■ Prompt ■
Extend the piece below on Governor Rauf Aregbesola's delay in forming his Osun cabinet, picking up after its last sentence.

■ Selected text ■

____

Rauf Aregbesola, his cabinet and lessons in governance
Governor Rauf Aregbesola’s refusal to constitute a cabinet for a long time in his state of Osun may have been quite controversial but the lessons for democracy and governance should not be missed now that the cabinet has been constituted.
Consistently, the motive of the governor had been that the state’s finances could not cope with payment of salaries of commissioners and other political appointees. The governor was even dragged to court by the opposition elements and civil society organisations. And even not too long ago, a court summoned the state chief executive officer for explanation on why he had been adamant about the composition of the state executive council, a constitutional provision in Sections 192 & 193 of the 1999 constitution as amended.
In the absence of an executive council, the governor appointed some individuals called coordinating directors, without recourse to the state assembly. The coordinating directors played some roles similar to those of commissioners, and worked with permanent secretaries.
And consequent upon this unusual political action, an Osun State High Court in Osogbo had in October last year ordered Aregbesola to defend himself on why he failed to constitute his cabinet since his inauguration on November 27, 2014, following a case filed by one Kanmi Ajibola.
Besides, the opposition Peoples Democratic Party (PDP) in the state had described Aregbesola’s refusal to appoint commissioners more than two years into his administration as “barbaric, illegal, unacceptable and democratically faulty.”
The opposition party even faulted the Federal Government, which it accused of granting Osun bailout funds without state executive council resolution on the matter as a necessary condition for the release of such funds.
Aregbesola had, of course, responded that his government had instituted the most transparent financial system in the allocation of resources that accrued to the state, insisting that he could not pay salaries of commissioners and other political office holders and that was why he chose not to constitute the cabinet.
He said Osun pioneered the constitution of a committee saddled with the responsibility of assisting the state government in the allocation of state revenue to ensure prompt payment of salaries as well as adequate running of government.
That committee, in truth, is headed by a veteran Labour leader, Comrade Hassan Sunmonu.Other members include the chairman of Nigeria Labour Congress in Osun; Chairman of Joint Negotiating Council, Chairman of Osun’s Nigerian Union of Teachers and government representatives, who are not political appointees.
Certainly, the world and indeed the people of Nigeria, now in need of purposeful leadership, should note that the development in Osun State should not be trivialised.
There is no doubt that allowing a state to be run without a state executive council for 33 months was unusual. But were Aregbesola’s decision to fit into the mould of an error, then he would have erred in the direction of prudence. Interestingly, he did not even act in error.
There is a marked difference between the federal and state governments. It is curious that political leaders have not taken note, and even Aregbesola might not have taken note but for financial adversity that has led to its discovery – that while it is compulsory for the president to constitute a cabinet and appoint ministers from each of the 36 states of the federation, it is, in fact, not mandatory for the states, according to the constitution as amended.
Also, Section 14 (3) and 147 of the 1999 Constitution provides that the President shall “appoint at least one minister from each state, who shall be an indigene of such state,” a principle which may also be applied in part to the states, but the law did not specify a time frame for such appointment.

____

■ Data provided ■

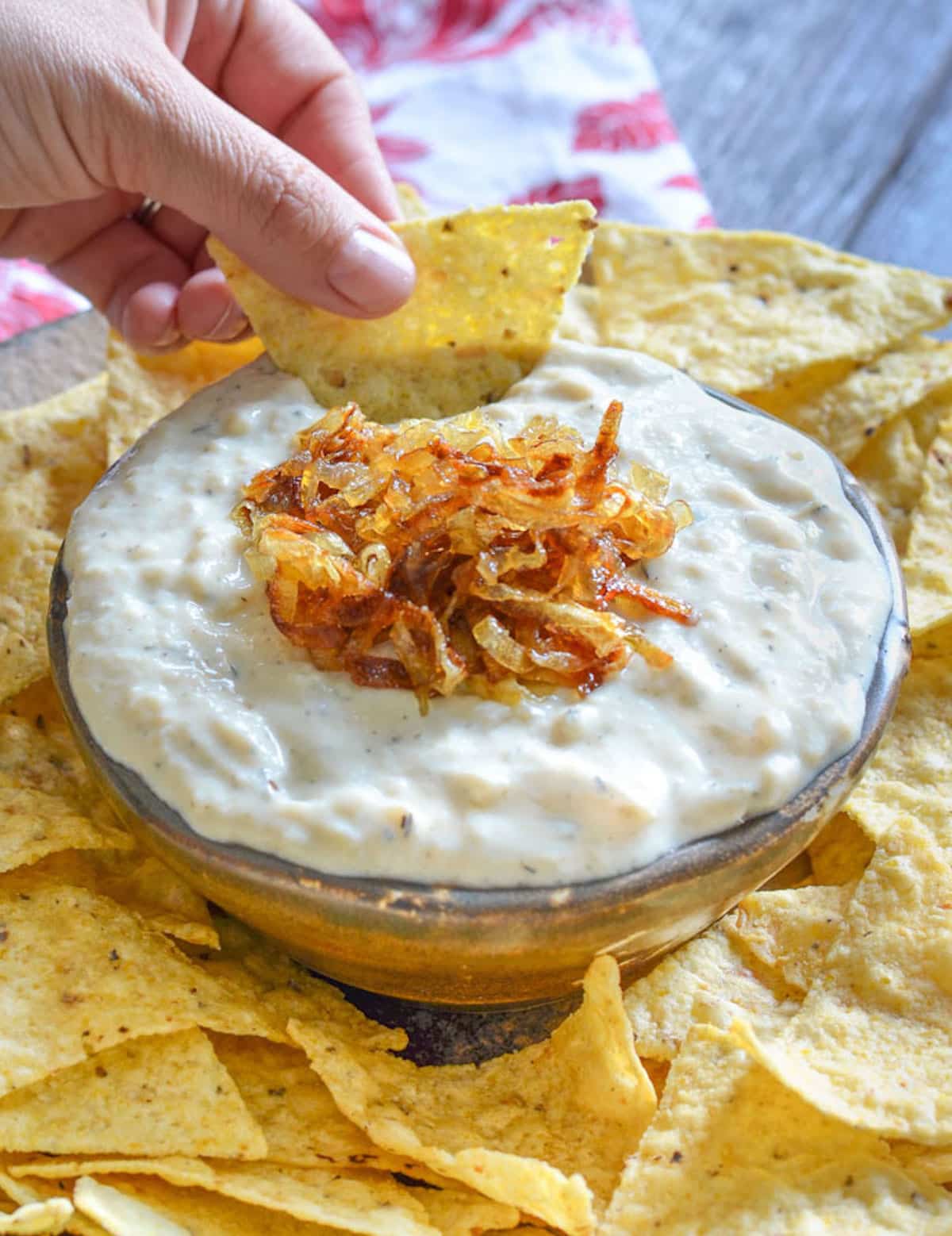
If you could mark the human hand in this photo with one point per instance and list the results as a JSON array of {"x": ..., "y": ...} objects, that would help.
[{"x": 238, "y": 115}]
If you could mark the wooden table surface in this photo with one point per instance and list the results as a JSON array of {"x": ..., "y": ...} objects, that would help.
[{"x": 826, "y": 117}]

____

■ Response ■
While the president and the governors exercise the executive powers vested in them in Section 5 of Constitution through delegation to the ministers and other appointees, a governor has not breached any law by not appointing commissioners as members of the state executive Council. This is the evidence: Section 192 (1) provides:
There shall be such offices of Commissioners of the Government of a State as may be established by the Governor of the State. Section 193 91) provides too: The Governor of a state, may in his discretion, assign to the Deputy Governor or any Commissioner of the Government of the State responsibility for any business of the Government of that State, including the administration of any department of Government.
There is ample evidence in the circumstances that while the state required a whopping N1.7 billion for just monthly salaries, not to talk of other duties to the people, it often received much less than that from the federation account. This means that paying even the civil servants became an uphill task, let alone political office holders who are often parasites and could constitute political risks if they were owed.
What is more, the executive council cannot be more important than the people’s council. Office holders cannot be more important than the people whose votes and sweat sent them into such offices and for whom the offices are held in trust. The people in civil-service states like Osun especially need to be taken care of with regular payment of civil servants’ salaries. Traders and other service providers in such states depend on regular payment of salaries of their regular customers. That is how the state economy works. And that, appropriately, was Aregbesola’s priority.
So, at this critical time when most citizens are worried about prudence in the context of dwindling revenues at all levels, it is quite important for political leaders at all levels to learn from Osun and consider cutting the cost of governance as a fundamental objective in a state’s policy thrust. This is one relevant take-away from the Aregbesola example. Indeed, the courage to refuse to dispense political patronage, something of a political suicide by a politician should be commended. Nigerians cannot in one breath seek prudence in governance and turn around to oppose or blame those who practise it.
Now, it has been established that state governors can actually begin the practice of allocating resources according to available means and contributions to the purse. It has also been established here that giving political appointments to political jobbers and campaigners in the state is not synonymous with jobs creation for the people. It is also clear from what can be termed the Aregbesola School of Governance that governors are not under compulsion to constitute the state executive councils. Or, better still, governors can establish a manageable cabinet that will still be representative as long as service delivery to the people is the ultimate goal.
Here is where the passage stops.